THE TASK -
Display every line of the material below that contains the word "kind", copying each line in full. Case counts.

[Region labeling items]
====

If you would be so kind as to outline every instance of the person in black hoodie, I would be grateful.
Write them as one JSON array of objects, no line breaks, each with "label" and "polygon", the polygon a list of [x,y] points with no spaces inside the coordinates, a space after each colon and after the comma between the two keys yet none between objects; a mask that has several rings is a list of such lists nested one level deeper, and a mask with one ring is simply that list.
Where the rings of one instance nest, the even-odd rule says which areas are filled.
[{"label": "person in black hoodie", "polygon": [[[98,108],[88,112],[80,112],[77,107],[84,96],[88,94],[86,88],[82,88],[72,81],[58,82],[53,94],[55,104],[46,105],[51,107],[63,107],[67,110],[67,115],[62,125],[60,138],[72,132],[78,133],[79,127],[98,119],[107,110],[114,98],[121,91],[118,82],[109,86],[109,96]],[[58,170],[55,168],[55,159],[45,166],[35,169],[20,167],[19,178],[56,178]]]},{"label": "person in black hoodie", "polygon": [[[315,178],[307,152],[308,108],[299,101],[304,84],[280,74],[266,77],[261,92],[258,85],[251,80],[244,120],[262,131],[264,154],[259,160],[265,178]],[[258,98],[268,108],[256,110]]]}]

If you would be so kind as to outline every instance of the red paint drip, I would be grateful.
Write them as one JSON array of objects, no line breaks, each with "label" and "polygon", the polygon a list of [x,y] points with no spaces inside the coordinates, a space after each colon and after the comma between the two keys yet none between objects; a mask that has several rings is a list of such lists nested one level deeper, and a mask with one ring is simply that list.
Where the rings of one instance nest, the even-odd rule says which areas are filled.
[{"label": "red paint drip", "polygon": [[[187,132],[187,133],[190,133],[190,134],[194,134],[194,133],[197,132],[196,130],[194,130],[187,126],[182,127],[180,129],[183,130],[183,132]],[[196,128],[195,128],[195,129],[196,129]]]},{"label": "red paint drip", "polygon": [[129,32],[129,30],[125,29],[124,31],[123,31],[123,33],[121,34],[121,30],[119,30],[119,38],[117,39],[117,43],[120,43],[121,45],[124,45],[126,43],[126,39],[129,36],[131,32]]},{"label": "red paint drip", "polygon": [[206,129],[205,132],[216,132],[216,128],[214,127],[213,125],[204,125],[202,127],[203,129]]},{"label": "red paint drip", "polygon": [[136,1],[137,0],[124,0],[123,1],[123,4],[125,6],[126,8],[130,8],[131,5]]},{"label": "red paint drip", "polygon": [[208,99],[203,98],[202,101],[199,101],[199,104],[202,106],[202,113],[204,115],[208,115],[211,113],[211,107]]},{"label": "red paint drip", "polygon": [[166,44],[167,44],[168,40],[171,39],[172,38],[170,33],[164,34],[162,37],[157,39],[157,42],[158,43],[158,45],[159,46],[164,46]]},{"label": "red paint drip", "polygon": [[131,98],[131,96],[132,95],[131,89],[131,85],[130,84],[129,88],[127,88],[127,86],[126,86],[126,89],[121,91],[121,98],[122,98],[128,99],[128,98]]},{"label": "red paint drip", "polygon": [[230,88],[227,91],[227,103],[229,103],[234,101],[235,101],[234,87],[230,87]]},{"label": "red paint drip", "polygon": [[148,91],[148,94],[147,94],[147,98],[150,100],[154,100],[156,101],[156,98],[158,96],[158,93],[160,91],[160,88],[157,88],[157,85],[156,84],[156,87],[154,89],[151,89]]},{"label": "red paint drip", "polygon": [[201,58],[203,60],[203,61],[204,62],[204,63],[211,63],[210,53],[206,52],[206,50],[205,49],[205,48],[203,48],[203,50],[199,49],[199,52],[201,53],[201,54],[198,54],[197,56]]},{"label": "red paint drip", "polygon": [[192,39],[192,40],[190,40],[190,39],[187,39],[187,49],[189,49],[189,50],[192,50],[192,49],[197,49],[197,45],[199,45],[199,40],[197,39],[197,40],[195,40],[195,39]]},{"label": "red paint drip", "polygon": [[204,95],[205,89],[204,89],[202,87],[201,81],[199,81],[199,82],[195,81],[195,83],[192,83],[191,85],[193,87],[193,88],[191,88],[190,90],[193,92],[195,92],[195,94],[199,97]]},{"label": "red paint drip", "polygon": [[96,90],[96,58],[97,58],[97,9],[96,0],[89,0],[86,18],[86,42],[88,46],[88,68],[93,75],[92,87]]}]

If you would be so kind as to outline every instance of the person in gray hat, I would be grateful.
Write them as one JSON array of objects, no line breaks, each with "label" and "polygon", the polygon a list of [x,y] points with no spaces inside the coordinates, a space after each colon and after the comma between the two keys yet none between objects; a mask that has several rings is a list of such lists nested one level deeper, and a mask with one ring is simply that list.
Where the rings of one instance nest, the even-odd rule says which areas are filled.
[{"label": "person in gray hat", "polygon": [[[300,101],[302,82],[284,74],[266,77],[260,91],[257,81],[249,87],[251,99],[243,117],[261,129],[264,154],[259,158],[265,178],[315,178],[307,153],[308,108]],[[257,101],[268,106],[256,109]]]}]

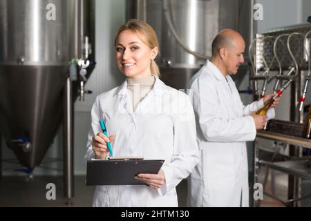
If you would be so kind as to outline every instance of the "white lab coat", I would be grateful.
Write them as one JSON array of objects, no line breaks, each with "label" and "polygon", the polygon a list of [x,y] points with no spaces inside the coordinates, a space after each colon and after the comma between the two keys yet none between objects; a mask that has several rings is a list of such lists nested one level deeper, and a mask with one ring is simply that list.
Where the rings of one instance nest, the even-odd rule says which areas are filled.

====

SOLUTION -
If you would be so kind as to outline every instance of the person in black hoodie, I would be grateful.
If you would be so kind as to outline every instance of the red paint drip, I would be grateful.
If you would be so kind as to outline every instance of the person in gray hat, I would be grateful.
If you would be so kind as to outline every instance of the "white lab coat", I would be grateful.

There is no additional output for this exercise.